■ DIRECTIVE
Put every line of the listing below into a Markdown table with the columns Row and Line, numbering each row and omitting any blank lines. Leave the pictures out of the table.

— Begin —

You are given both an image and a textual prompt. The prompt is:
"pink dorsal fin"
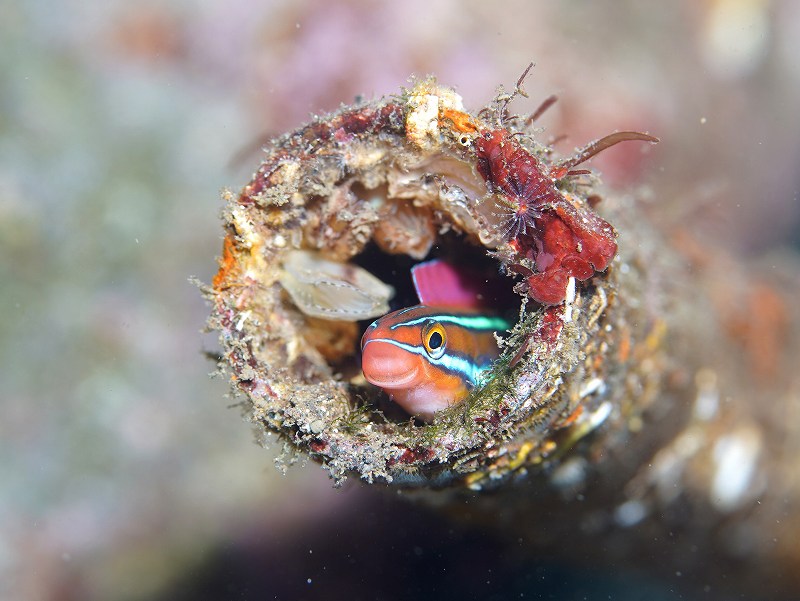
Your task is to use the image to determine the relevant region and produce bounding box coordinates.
[411,259,488,310]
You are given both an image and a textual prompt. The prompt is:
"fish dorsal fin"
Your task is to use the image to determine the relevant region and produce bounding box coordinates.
[411,259,488,311]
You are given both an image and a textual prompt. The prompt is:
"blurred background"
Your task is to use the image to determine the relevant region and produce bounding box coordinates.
[0,0,800,601]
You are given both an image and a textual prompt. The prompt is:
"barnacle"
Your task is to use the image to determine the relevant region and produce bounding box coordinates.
[207,79,660,488]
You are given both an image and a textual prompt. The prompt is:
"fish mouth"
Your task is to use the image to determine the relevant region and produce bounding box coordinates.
[361,340,419,389]
[364,369,418,388]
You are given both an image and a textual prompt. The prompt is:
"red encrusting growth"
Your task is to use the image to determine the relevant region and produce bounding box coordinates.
[475,129,630,305]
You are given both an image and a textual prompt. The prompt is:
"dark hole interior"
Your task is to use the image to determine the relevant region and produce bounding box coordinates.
[340,232,520,422]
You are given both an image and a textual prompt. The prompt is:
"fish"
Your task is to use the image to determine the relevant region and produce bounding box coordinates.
[361,260,510,421]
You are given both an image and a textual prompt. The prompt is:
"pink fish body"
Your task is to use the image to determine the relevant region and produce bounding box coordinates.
[361,261,509,420]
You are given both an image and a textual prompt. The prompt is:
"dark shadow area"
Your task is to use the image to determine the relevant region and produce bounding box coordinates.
[159,494,686,601]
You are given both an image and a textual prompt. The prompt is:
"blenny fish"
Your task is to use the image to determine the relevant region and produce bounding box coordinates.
[361,261,510,421]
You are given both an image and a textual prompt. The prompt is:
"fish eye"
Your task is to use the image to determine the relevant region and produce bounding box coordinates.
[422,321,447,359]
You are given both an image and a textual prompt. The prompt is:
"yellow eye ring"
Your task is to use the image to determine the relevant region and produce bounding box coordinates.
[422,321,447,359]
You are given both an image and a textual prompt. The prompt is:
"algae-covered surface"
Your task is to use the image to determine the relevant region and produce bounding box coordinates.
[0,0,800,600]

— End —

■ TASK ANSWER
| Row | Line |
|---|---|
| 1 | You are given both an image and a textual prompt. The prompt is: |
| 2 | "pink dorsal fin" |
| 3 | Your task is to use the image to determine the relevant region and produce bounding box coordinates. |
| 4 | [411,259,488,310] |
| 5 | You are given both an image and a textual prompt. The prompt is: |
| 6 | "fish dorsal fin" |
| 7 | Your task is to use the image to determine the relevant region and produce bounding box coordinates. |
| 8 | [411,259,488,311] |
| 9 | You are given both an image and a textual prompt. The prompt is: |
| 10 | "blurred background" |
| 11 | Your task is to use the image to determine the relevant region and produce bounding box coordinates. |
| 12 | [0,0,800,601] |
| 13 | You are given both an image and a textual prompt. The prompt is: |
| 14 | "barnacle" |
| 15 | Your task is to use the image to determine the relevant region and produce bounding box coordinates. |
| 16 | [207,79,660,488] |
| 17 | You are given both an image and a textual prompt. The prompt is: |
| 18 | "fish mouth" |
| 19 | Your task is to use the image to determine the relevant region and produce bounding box coordinates. |
| 20 | [361,340,419,389] |
| 21 | [364,369,418,388] |
| 22 | You are given both an image and a textual prompt. The prompt is: |
| 23 | "red encrusting growth" |
| 24 | Your task is to use the image to determine the relevant region and produce bounding box coordinates. |
| 25 | [475,129,630,305] |
| 26 | You are given both an image and a textual prompt. The prompt is: |
| 27 | "dark hole interior" |
| 28 | Your task is to use the image to determine the relevant region and produce bounding box coordinates. |
| 29 | [340,232,520,422] |
| 30 | You are given both an image and a textual prompt. The prompt is: |
| 31 | "fish" |
| 32 | Your task is to use the image to determine the relevant region and produce bounding box coordinates. |
| 33 | [361,260,510,421] |
| 34 | You are given both an image and a textual prompt. The prompt is: |
| 35 | "pink fish body" |
| 36 | Your task is to use the image to determine the relevant region and produce bounding box coordinates. |
| 37 | [361,261,509,420] |
| 38 | You are given both an image and a textual prompt. The prompt is: |
| 39 | "dark shadow area" |
| 40 | Your task is to use the image to determine the relevant region and produce bounding box coordinates. |
| 41 | [159,494,686,601] |
| 42 | You are given both an image and a textual prompt. The prompt is: |
| 43 | "blenny fish" |
| 44 | Your task is to use the image to determine the relevant region and produce bounding box coordinates. |
| 45 | [361,261,510,421] |
| 46 | You are given both an image and a textual prompt. The prompt is: |
| 47 | "fish eye" |
| 48 | Your task is to use the image to determine the relevant region and produce bounding box coordinates. |
| 49 | [422,321,447,359] |
| 50 | You are given both an image and a textual prompt. The prompt is: |
| 51 | "yellow eye ring" |
| 52 | Your task is to use the image to determine the relevant region and produce bounding box coordinates. |
| 53 | [422,321,447,359] |
| 54 | You are given both an image and a textual prompt. The prompt is: |
| 55 | "algae-covered surface" |
| 56 | Your task is to use the image to determine the relevant region and produce bounding box coordinates. |
| 57 | [0,0,800,600] |